[Annotated photo localization data]

|---|

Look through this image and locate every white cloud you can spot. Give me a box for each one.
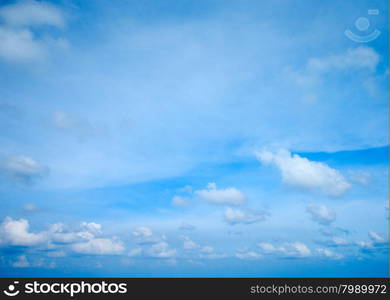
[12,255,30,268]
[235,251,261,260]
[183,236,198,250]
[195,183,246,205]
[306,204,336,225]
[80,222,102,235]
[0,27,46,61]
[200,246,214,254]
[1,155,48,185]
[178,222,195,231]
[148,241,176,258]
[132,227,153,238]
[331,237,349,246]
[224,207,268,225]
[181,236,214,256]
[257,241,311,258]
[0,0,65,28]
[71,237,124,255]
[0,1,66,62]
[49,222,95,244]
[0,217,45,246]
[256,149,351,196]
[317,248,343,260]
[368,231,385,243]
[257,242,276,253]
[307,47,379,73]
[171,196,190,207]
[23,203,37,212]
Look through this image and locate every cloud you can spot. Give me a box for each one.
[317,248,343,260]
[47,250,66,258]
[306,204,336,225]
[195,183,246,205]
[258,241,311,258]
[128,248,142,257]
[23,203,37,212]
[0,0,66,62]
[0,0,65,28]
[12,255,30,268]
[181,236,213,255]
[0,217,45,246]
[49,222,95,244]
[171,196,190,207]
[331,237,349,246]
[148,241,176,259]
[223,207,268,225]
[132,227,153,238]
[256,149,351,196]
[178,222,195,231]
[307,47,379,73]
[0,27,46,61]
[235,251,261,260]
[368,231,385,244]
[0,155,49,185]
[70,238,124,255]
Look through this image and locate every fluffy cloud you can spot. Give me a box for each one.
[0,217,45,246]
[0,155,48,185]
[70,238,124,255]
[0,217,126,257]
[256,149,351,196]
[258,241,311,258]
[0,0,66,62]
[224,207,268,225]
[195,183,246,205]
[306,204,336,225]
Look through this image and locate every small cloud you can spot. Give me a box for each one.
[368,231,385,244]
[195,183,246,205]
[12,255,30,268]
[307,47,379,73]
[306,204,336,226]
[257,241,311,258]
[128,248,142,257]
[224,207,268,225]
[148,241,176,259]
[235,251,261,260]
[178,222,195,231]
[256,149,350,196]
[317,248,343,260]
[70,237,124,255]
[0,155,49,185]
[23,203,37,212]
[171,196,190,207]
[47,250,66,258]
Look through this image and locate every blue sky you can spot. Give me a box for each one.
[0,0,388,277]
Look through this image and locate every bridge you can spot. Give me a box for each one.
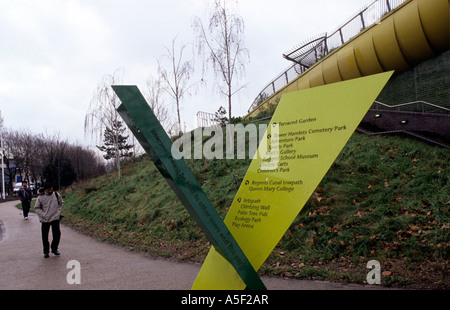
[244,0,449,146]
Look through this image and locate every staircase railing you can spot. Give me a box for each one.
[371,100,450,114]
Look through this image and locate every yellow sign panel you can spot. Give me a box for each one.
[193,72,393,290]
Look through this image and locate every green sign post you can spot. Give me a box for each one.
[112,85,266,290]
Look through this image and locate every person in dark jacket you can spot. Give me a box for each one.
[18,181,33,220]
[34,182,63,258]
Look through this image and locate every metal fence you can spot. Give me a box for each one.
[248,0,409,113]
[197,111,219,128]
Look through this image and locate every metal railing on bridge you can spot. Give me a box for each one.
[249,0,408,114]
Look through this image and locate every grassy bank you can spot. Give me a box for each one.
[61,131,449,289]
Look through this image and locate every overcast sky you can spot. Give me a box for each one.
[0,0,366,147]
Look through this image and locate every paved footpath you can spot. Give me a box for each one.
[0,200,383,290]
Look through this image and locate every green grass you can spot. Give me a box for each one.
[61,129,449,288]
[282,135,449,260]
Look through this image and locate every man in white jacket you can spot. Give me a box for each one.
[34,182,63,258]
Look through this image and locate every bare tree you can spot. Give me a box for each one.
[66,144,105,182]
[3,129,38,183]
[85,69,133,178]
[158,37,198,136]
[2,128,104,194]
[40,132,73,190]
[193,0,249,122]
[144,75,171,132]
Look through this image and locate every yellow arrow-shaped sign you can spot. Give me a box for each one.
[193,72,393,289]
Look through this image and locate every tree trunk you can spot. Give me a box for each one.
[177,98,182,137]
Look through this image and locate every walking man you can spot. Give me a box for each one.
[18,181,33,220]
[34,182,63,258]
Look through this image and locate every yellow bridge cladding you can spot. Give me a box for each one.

|---|

- _TASK STATEMENT_:
Could you write out the records exactly while omitting every picture?

- _SOLVED PROBLEM_:
Look through this image and locate every white cloud you can spot. Give me a box for each one.
[12,255,30,268]
[235,251,261,260]
[183,236,198,250]
[195,183,246,205]
[306,204,336,225]
[80,222,102,235]
[0,27,46,61]
[200,246,214,254]
[1,155,48,185]
[178,222,195,231]
[148,241,176,258]
[132,227,153,238]
[331,237,349,246]
[224,207,268,225]
[181,236,214,256]
[257,241,311,258]
[0,0,65,28]
[71,237,124,255]
[0,1,66,62]
[49,222,95,244]
[0,217,45,246]
[256,149,351,196]
[317,248,343,260]
[368,231,385,243]
[257,242,276,253]
[307,47,379,73]
[171,196,190,207]
[23,203,37,212]
Look through this image and locate every cloud you can spot. Give me a box for each one.
[317,248,343,260]
[47,250,66,258]
[306,204,336,225]
[195,183,246,205]
[258,241,311,258]
[128,248,142,257]
[23,203,37,212]
[0,0,66,62]
[0,0,65,28]
[12,255,30,268]
[181,236,213,255]
[0,217,45,246]
[49,222,95,244]
[171,196,190,207]
[331,237,349,246]
[148,241,176,259]
[223,207,268,225]
[132,227,153,238]
[256,149,351,196]
[178,222,195,231]
[307,47,379,73]
[0,27,46,61]
[235,251,261,260]
[368,231,385,244]
[0,155,49,185]
[70,238,124,255]
Look through this image and locate every fluffy cloud you can spot. Give me a box for each one.
[0,217,45,246]
[0,155,48,185]
[70,238,124,255]
[0,217,126,257]
[256,149,351,196]
[258,241,311,258]
[0,0,66,62]
[224,207,268,225]
[195,183,246,205]
[306,204,336,225]
Look through this image and locate every small cloud you can spot. Give me a box for each one.
[368,231,385,244]
[195,183,246,205]
[12,255,30,268]
[307,47,379,73]
[306,204,336,226]
[257,241,311,258]
[128,248,142,257]
[224,207,268,225]
[148,241,176,259]
[235,251,261,260]
[178,222,195,231]
[256,149,350,196]
[317,248,343,260]
[70,237,124,255]
[0,155,49,185]
[23,203,37,212]
[171,196,190,207]
[47,250,66,258]
Look through this image and locate every blue sky you can spot. Give me a box for each one.
[0,0,388,277]
Look through this image and locate every bridge you can spot. Give me a box for each one.
[244,0,449,146]
Look through this image and locate every staircase railing you can spot. Give me a box for each one.
[371,100,450,114]
Look through this image and locate every yellow sign panel you can spot. Give me a box for each one.
[193,72,393,290]
Look through this image and locate every green sign post you can spot. Give me a box for each one.
[112,85,266,290]
Look through this image and locate every person in dark jacket you can spot. Give me a box for each one.
[18,181,33,220]
[34,182,63,258]
Look through this image and locate every metal fence you can spot. Give me a box for each one.
[248,0,409,113]
[197,111,219,128]
Look through this image and locate every metal railing on bridge you can spot. Give me a box for each one.
[249,0,408,114]
Look through this image and locate every grassy bank you can spot. Give me a box for each one.
[61,131,449,289]
Look through this image and locate every overcast sky you can spot. Give me a box for each one.
[0,0,366,147]
Look through this image and locate every paved footpath you can spot. Give me a box for each one.
[0,200,383,290]
Look through this image and locate every green grass you can spot. Give me a box for each one.
[61,129,449,288]
[282,135,449,260]
Look through this image and locate every man in white jacket you can spot. Give me a box for each one.
[34,182,63,258]
Look through this image and locate every bare tree you can spot. Give me a box for each one.
[66,144,105,182]
[3,129,38,183]
[85,69,133,178]
[158,37,198,136]
[2,128,104,194]
[40,132,73,190]
[193,0,249,122]
[144,75,171,132]
Look through this image and locate every yellow arrow-shaped sign you can spot. Give me a box for each one.
[193,72,393,289]
Look through this image and locate every tree trunk you can spot. Give me a box for each one.
[177,98,182,137]
Look through this image and locate every walking man you can spot. Give me a box for each one.
[18,181,33,220]
[34,182,63,258]
Look through this image and locate every yellow bridge cladding you can spot. Give me a box for each one.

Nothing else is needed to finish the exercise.